Tally how many lines of these entries hold the string "locate". Return the number alone.

* DATASET ENTRIES
▬▬▬

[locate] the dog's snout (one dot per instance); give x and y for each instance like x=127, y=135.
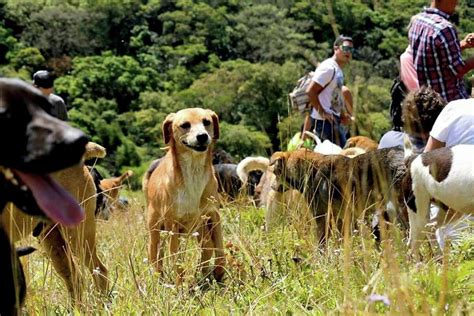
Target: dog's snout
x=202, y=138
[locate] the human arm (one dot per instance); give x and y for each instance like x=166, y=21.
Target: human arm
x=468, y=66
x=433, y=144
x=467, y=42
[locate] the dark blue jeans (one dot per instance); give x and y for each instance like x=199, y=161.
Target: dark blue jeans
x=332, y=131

▬▬▬

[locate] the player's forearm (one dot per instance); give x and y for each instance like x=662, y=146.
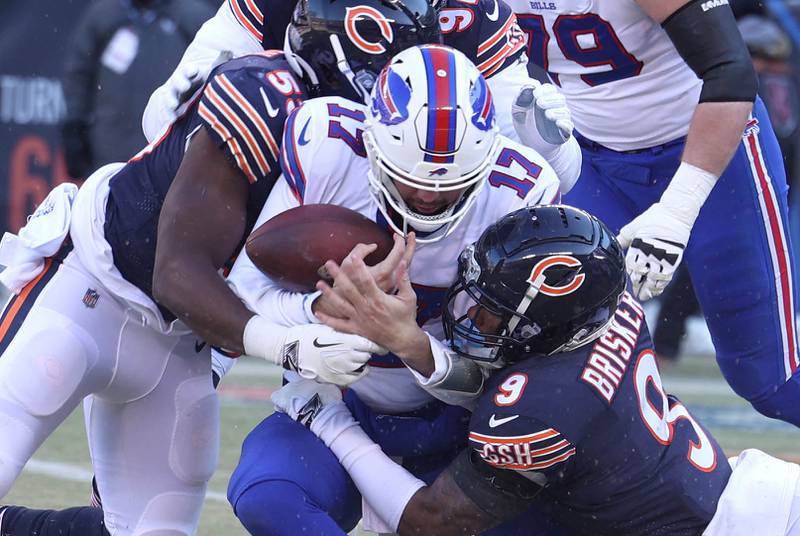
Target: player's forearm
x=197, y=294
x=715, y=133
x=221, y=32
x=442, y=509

▬▬▬

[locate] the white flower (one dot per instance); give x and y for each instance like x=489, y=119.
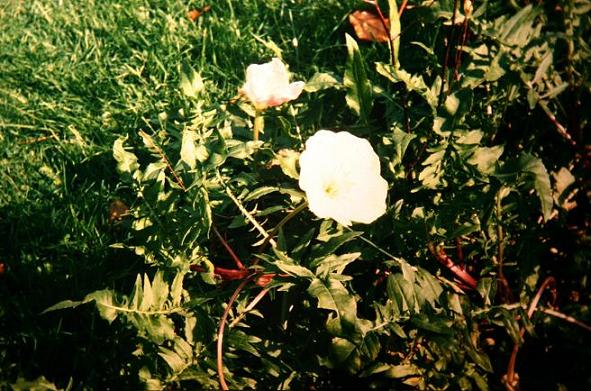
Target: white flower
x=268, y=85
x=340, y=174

▬▬▬

* EXPECTED OUTPUT
5